• [What you need to do]
Return every one of the rows below word for word, omitting the pictures.

• [The records]
## Start

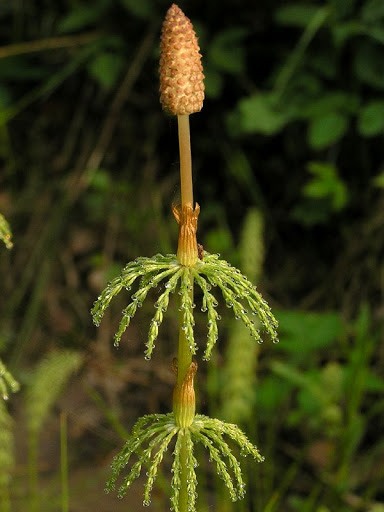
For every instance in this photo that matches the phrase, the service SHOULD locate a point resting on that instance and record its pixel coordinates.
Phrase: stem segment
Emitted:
(185, 160)
(184, 395)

## End

• [Exercise answer]
For every instance in this photo that matches the phrase, the service SHOULD locate a point resting on that instance and record its pixel coordinates.
Phrase: stem segment
Emitted:
(185, 160)
(184, 395)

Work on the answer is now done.